YOUR GOAL: Can you lay out the items below as a numbered list, beginning at the line that has "the stadium seating" and stopping after the line that has "Target: stadium seating", with blank lines left out?

RECORD EXCERPTS:
>> BEGIN

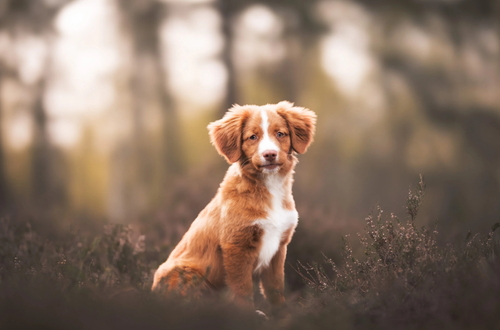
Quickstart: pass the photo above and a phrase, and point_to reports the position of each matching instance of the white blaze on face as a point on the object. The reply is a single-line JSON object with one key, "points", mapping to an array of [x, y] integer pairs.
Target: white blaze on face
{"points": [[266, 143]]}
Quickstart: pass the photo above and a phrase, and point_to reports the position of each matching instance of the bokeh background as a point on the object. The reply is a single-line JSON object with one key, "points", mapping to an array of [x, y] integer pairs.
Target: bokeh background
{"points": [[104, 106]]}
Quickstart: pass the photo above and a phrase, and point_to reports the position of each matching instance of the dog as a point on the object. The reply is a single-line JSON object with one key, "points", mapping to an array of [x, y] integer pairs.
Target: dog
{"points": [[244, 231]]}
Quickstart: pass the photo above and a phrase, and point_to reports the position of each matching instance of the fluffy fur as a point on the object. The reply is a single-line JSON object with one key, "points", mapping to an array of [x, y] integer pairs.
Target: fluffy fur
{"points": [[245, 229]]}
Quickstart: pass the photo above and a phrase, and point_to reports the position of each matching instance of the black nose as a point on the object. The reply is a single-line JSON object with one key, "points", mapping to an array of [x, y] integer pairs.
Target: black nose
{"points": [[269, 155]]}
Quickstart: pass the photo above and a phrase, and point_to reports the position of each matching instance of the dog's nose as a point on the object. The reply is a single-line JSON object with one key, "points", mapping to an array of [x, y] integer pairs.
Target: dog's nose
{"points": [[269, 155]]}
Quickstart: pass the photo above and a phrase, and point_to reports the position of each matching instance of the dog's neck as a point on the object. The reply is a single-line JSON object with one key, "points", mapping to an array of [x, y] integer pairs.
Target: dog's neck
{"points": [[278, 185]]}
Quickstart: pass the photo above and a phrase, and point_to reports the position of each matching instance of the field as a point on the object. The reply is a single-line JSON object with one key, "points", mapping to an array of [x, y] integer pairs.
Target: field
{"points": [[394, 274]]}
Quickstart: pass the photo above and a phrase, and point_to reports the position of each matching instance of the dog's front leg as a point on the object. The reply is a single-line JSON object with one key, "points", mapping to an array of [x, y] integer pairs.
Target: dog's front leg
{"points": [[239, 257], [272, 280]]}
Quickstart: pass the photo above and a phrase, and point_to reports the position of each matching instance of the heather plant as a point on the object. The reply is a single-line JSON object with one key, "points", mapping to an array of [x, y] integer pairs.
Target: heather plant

>> END
>> BEGIN

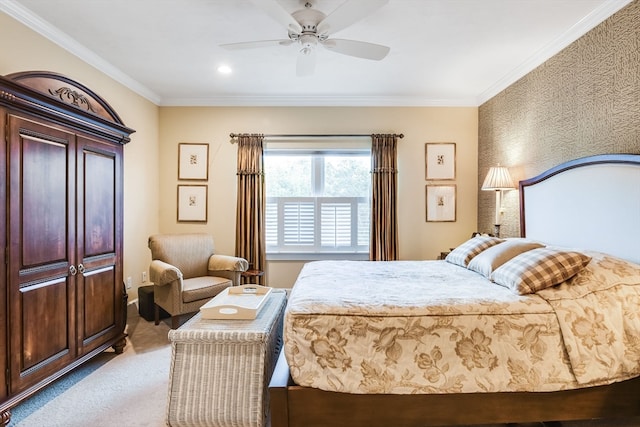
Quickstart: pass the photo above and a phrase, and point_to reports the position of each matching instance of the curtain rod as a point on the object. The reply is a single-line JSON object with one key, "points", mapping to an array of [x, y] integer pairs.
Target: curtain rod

>> END
>> BEGIN

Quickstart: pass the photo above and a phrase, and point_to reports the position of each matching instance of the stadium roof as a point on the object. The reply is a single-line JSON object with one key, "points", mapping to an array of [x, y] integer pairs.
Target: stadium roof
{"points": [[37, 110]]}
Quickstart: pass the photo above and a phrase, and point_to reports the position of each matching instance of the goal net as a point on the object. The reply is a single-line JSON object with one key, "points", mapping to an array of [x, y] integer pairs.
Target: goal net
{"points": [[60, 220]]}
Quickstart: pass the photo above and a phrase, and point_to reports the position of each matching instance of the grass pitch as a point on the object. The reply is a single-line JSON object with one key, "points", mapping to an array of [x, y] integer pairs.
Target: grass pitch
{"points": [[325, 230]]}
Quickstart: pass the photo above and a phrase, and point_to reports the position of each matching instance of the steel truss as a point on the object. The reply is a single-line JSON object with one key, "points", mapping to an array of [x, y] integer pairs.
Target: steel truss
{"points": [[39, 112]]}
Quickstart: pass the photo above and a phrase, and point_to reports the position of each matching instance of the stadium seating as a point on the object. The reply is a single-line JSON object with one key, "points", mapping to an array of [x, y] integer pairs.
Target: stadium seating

>> END

TASK ANSWER:
1. Quickstart: pass the photo above and a phrase, and point_to reports the position of each matching instance of the stadium seating as a point on the object. The reply is a single-line JSON object with one key, "points", mapping to an array of [x, y] integer pairs.
2. Target: stadium seating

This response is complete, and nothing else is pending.